## GOAL:
Tally the lines in the rows below that contain the string "stainless". Reply with the count alone.

Dataset rows on where objects appear
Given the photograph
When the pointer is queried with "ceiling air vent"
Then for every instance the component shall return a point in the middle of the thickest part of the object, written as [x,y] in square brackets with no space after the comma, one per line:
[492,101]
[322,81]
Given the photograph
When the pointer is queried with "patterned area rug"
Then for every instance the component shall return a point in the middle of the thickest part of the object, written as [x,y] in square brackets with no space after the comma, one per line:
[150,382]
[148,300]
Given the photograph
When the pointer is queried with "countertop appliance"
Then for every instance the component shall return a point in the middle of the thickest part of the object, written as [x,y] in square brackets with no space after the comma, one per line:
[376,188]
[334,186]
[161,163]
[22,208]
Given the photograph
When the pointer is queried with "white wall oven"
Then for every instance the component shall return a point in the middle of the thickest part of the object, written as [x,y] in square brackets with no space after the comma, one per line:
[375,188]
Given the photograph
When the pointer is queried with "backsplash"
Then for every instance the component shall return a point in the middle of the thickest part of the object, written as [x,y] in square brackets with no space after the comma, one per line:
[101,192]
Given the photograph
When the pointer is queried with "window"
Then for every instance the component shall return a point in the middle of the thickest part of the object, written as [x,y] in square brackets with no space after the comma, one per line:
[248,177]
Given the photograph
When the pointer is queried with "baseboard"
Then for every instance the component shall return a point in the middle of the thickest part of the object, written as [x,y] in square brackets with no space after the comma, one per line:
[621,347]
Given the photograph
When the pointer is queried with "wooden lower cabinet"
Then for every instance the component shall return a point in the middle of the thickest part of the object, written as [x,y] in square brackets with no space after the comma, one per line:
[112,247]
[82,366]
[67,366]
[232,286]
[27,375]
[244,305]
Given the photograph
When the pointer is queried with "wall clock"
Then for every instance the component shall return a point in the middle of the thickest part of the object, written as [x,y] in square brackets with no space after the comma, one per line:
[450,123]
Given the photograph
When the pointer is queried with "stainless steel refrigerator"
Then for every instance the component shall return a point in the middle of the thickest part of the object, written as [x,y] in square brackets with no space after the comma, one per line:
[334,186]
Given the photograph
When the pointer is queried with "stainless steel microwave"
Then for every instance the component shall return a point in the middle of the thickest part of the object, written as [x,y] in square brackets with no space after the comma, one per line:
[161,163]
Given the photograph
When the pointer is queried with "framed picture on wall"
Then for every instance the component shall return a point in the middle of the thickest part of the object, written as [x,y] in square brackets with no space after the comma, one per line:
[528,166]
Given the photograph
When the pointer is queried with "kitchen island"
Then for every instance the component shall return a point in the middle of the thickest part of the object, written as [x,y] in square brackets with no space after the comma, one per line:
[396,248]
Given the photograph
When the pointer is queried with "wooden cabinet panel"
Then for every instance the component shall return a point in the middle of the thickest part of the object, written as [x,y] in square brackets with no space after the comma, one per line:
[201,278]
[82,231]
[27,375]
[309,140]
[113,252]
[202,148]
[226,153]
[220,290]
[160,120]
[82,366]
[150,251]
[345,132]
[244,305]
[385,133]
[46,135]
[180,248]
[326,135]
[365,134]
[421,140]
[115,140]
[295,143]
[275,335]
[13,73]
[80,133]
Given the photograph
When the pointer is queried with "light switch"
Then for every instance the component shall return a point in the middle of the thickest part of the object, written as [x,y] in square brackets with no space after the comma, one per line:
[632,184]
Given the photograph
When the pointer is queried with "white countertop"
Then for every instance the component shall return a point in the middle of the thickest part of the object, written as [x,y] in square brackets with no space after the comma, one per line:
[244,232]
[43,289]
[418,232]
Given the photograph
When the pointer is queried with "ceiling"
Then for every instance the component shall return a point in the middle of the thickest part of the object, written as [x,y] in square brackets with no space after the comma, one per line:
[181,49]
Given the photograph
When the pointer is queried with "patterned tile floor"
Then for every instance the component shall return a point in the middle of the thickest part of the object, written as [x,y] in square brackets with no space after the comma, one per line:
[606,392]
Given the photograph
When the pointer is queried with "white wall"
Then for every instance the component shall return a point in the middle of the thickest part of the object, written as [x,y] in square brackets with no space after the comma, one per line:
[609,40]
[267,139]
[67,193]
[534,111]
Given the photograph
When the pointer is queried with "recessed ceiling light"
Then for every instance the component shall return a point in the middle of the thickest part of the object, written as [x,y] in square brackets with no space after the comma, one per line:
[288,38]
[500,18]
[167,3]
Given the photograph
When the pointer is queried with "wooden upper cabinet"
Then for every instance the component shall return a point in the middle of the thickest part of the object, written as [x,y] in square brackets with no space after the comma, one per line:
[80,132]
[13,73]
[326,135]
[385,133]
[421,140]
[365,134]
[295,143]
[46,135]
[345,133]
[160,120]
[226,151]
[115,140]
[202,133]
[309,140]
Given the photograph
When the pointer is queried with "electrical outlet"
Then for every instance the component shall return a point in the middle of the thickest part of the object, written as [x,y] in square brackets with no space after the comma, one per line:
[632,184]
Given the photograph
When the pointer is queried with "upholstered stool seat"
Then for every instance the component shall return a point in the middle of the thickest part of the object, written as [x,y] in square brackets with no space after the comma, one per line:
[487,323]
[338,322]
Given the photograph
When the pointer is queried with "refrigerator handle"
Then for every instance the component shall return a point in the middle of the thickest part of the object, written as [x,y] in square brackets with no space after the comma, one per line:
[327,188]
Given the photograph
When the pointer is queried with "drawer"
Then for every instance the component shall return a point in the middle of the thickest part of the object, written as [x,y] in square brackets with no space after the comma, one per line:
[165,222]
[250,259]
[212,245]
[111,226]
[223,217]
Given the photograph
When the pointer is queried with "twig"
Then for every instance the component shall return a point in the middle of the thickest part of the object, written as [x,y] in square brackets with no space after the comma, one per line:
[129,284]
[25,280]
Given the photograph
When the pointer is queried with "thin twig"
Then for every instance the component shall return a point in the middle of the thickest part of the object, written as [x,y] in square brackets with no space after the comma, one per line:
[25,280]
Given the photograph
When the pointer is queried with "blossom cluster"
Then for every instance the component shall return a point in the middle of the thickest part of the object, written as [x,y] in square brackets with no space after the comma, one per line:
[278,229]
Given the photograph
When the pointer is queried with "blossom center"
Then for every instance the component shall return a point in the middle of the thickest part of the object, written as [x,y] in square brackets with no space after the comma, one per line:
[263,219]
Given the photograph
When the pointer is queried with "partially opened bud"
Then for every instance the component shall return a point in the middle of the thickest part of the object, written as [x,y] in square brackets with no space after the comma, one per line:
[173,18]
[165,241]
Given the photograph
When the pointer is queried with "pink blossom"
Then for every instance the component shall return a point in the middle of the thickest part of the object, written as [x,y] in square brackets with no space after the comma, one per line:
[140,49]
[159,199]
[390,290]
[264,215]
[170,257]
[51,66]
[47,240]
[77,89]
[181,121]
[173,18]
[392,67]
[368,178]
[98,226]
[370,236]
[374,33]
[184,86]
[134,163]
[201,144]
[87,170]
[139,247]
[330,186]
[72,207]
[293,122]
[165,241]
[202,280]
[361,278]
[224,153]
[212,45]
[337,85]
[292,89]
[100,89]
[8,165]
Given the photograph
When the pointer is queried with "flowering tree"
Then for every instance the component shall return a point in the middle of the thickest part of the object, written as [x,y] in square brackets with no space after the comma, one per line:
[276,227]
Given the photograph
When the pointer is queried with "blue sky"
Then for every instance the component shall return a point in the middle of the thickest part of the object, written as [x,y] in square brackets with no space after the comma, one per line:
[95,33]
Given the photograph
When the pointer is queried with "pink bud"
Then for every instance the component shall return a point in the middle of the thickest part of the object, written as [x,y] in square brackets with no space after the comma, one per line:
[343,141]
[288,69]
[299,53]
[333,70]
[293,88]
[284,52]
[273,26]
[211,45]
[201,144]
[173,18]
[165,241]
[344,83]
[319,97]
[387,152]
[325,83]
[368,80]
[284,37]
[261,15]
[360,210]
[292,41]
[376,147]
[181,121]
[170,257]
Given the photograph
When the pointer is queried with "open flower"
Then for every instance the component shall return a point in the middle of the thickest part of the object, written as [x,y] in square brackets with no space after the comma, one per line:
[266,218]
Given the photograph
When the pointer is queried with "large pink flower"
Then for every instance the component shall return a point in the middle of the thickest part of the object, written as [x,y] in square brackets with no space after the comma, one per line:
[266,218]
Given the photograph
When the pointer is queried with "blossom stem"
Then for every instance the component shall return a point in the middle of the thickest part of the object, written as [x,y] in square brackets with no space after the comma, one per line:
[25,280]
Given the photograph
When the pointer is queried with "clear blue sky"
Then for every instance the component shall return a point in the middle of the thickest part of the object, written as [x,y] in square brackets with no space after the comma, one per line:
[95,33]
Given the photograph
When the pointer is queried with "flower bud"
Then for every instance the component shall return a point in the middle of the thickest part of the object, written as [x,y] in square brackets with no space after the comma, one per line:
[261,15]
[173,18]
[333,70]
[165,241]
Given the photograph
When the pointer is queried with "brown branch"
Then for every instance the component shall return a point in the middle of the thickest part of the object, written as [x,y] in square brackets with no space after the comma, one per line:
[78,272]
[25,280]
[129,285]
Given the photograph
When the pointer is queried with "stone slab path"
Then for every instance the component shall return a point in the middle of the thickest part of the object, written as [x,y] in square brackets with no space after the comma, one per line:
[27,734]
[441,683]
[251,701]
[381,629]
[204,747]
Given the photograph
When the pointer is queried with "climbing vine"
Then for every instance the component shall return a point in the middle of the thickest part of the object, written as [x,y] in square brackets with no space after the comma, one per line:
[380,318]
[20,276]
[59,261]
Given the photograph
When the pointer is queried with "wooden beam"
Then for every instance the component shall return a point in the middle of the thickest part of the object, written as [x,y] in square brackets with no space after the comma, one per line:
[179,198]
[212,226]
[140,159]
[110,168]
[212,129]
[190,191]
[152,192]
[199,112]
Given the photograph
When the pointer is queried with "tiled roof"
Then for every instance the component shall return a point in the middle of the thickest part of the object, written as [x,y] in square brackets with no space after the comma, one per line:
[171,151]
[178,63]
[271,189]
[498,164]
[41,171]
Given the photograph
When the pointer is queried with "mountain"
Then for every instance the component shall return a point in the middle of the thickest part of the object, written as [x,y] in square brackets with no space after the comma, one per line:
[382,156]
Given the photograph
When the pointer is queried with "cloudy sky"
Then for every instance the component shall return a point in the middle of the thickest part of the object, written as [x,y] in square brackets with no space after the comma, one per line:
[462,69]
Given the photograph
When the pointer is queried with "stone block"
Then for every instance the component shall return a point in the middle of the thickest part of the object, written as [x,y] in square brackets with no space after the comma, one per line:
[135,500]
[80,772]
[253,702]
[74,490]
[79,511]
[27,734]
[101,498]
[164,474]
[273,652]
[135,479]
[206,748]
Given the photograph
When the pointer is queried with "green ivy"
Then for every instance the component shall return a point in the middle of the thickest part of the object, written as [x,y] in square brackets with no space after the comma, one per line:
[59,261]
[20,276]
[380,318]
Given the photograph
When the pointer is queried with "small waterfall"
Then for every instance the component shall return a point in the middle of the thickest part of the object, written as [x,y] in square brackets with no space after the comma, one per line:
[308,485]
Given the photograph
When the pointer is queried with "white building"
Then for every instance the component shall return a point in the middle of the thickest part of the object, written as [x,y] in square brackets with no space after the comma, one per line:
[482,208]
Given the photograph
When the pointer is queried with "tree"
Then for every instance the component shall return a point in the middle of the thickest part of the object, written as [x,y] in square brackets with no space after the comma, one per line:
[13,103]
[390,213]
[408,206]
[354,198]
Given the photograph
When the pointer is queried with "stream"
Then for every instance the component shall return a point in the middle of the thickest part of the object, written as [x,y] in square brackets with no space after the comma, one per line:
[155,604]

## ANSWER FOR THE TASK:
2